*** EXERCISE DATA ***
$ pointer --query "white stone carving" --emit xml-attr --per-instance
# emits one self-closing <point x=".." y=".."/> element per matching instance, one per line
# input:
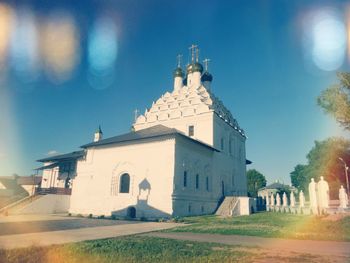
<point x="292" y="199"/>
<point x="184" y="97"/>
<point x="301" y="199"/>
<point x="313" y="194"/>
<point x="278" y="200"/>
<point x="284" y="199"/>
<point x="272" y="200"/>
<point x="343" y="198"/>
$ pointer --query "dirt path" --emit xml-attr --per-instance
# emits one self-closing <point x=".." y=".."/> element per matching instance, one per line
<point x="273" y="244"/>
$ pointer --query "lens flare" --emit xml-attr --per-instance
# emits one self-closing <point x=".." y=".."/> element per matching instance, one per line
<point x="24" y="55"/>
<point x="325" y="39"/>
<point x="60" y="46"/>
<point x="6" y="18"/>
<point x="102" y="52"/>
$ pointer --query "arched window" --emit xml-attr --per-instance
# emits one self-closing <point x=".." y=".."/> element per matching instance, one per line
<point x="124" y="183"/>
<point x="185" y="178"/>
<point x="230" y="146"/>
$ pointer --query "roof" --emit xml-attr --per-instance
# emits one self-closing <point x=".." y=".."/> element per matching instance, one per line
<point x="275" y="185"/>
<point x="50" y="166"/>
<point x="63" y="157"/>
<point x="29" y="180"/>
<point x="151" y="132"/>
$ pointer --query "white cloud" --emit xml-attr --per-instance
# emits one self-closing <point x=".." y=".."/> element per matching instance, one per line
<point x="52" y="152"/>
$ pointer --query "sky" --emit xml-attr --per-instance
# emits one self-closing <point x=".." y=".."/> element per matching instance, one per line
<point x="68" y="66"/>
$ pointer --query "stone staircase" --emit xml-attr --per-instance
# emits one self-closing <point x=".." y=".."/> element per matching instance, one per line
<point x="228" y="207"/>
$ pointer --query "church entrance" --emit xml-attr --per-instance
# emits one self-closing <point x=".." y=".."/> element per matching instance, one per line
<point x="131" y="212"/>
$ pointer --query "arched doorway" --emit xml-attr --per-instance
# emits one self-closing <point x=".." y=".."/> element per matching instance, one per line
<point x="131" y="212"/>
<point x="222" y="188"/>
<point x="124" y="183"/>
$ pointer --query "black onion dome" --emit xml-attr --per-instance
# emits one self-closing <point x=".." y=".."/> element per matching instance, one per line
<point x="178" y="72"/>
<point x="207" y="77"/>
<point x="194" y="67"/>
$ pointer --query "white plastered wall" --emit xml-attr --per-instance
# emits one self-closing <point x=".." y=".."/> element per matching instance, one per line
<point x="194" y="159"/>
<point x="148" y="162"/>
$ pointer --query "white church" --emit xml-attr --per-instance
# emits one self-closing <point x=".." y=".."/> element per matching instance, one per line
<point x="183" y="157"/>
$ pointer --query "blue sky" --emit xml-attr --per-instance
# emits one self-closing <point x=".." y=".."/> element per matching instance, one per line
<point x="78" y="64"/>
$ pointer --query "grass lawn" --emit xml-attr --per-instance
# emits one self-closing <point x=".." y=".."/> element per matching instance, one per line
<point x="147" y="249"/>
<point x="269" y="224"/>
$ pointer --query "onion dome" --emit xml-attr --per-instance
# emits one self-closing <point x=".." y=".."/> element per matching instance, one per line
<point x="178" y="72"/>
<point x="194" y="67"/>
<point x="99" y="130"/>
<point x="206" y="77"/>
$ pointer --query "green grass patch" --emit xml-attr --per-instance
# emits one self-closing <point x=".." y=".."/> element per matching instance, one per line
<point x="271" y="224"/>
<point x="128" y="249"/>
<point x="149" y="249"/>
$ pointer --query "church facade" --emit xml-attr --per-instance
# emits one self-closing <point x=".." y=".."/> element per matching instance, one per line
<point x="182" y="157"/>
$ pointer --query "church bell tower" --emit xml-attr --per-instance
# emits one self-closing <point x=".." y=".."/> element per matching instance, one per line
<point x="98" y="134"/>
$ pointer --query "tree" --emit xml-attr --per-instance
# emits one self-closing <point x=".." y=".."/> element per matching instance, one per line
<point x="299" y="177"/>
<point x="335" y="100"/>
<point x="323" y="160"/>
<point x="256" y="180"/>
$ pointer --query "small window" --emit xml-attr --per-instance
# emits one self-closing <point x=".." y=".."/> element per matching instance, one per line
<point x="191" y="130"/>
<point x="124" y="183"/>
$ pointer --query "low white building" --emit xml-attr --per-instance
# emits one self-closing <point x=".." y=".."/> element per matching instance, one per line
<point x="182" y="157"/>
***
**THE PROBLEM:**
An exact copy of the entries, without any pictures, is what the answer should be.

**OUTPUT FOR THIS TASK:**
$ pointer --query "white stone carving" --emit xml-attr --per-instance
# emits one self-closing <point x=".." y=".."/> element per matching instance, one per line
# input:
<point x="292" y="199"/>
<point x="184" y="97"/>
<point x="301" y="199"/>
<point x="313" y="194"/>
<point x="278" y="200"/>
<point x="284" y="199"/>
<point x="272" y="200"/>
<point x="343" y="198"/>
$ pointer --query "dirt path" --emit xml-attr --per-instance
# emits one self-closing <point x=".." y=".."/> element per matching instance, one per line
<point x="273" y="244"/>
$ pointer --query "lens flare" --emit xml-attr --per-instance
# emits one self-closing <point x=".." y=".."/> element per matching instance, one per line
<point x="24" y="55"/>
<point x="325" y="39"/>
<point x="60" y="46"/>
<point x="6" y="18"/>
<point x="102" y="52"/>
$ pointer --query "arched window" --emit xml-attr --per-instance
# emits one self-closing <point x=".." y=".."/> element per matching instance, one per line
<point x="124" y="183"/>
<point x="185" y="178"/>
<point x="230" y="146"/>
$ pointer --query "roof" --emit xml-attr --per-instance
# emits one self-closing <point x=".." y=".."/> element per matching instance, one per line
<point x="275" y="185"/>
<point x="50" y="166"/>
<point x="63" y="157"/>
<point x="29" y="180"/>
<point x="151" y="132"/>
$ pointer --query "white cloud" --emit xml-attr --per-instance
# emits one self-closing <point x=".." y=".."/> element per matching instance, one per line
<point x="52" y="152"/>
$ pointer --query "sky" --emit xml-attr --per-instance
# emits one self-closing <point x=".." y=".."/> element per matching instance, one per line
<point x="68" y="66"/>
$ pointer --query "stone staircase" --emit xml-attr --per-instance
# emits one self-closing <point x=".." y=".."/> element per matching instance, one per line
<point x="228" y="207"/>
$ pointer --query "church entrance" --emit xml-attr --per-instance
# emits one self-closing <point x=".." y=".."/> element per matching instance, one per line
<point x="131" y="212"/>
$ pointer --query "arched doorway" --emit xml-attr --per-instance
# emits one self-closing <point x=".." y=".."/> element per matching instance, one per line
<point x="131" y="212"/>
<point x="222" y="188"/>
<point x="124" y="183"/>
$ pointer --query "black onion dome" --emit xml-attr --per-instance
# emits one self-closing <point x=".." y=".."/> element per matching instance, one per line
<point x="178" y="72"/>
<point x="207" y="77"/>
<point x="194" y="67"/>
$ pointer --query "white plastered wall" --emit xml-attr --per-instance
# emits one self-closing <point x=".." y=".."/> element per matching instance, one per line
<point x="194" y="159"/>
<point x="148" y="162"/>
$ pointer --query "white church" --emit xml-attr --per-instance
# emits one self-closing <point x=".." y=".."/> element per matching instance, one per line
<point x="183" y="157"/>
$ pointer --query "blue sky" --emit xml-attr --per-instance
# emits one self-closing <point x=".." y=".."/> element per matching instance, one per line
<point x="78" y="64"/>
$ pointer --query "grass lawn" --emit xml-attr --per-instance
# emits one self-closing <point x=".." y=".."/> element per matching instance, one per line
<point x="147" y="249"/>
<point x="269" y="224"/>
$ pointer --query "onion dome" --emit xml-attr --per-instance
# emits one self-closing <point x=".." y=".."/> element per matching instance, one per line
<point x="178" y="72"/>
<point x="194" y="67"/>
<point x="99" y="130"/>
<point x="206" y="77"/>
$ pointer --query "green grass patch" --emit xml-attr --per-instance
# emits one self-closing <point x=".." y=".."/> element per matching instance, one per line
<point x="271" y="224"/>
<point x="128" y="249"/>
<point x="149" y="249"/>
$ pointer --query "church facade" --emit xml-attr --per-instance
# emits one self-closing <point x=".." y=".."/> element per matching instance, one per line
<point x="182" y="157"/>
$ pointer --query "church bell tower" --emit xml-attr --per-instance
# emits one self-closing <point x=".." y=".."/> element per matching instance, one per line
<point x="98" y="134"/>
$ pointer --query "tree" --emit xml-attr --per-instance
# emits one self-closing <point x=".." y=".."/> element per matching instance, one per line
<point x="299" y="177"/>
<point x="335" y="100"/>
<point x="323" y="160"/>
<point x="256" y="180"/>
$ pointer --query "small window" --emit xml-attr --per-instance
# emits one self-closing <point x=".." y=".."/> element per matching instance, one per line
<point x="191" y="130"/>
<point x="124" y="183"/>
$ pointer --query "low white building" --emit xml-attr --per-instance
# emits one self-closing <point x=".." y=".."/> element per matching instance, one per line
<point x="182" y="157"/>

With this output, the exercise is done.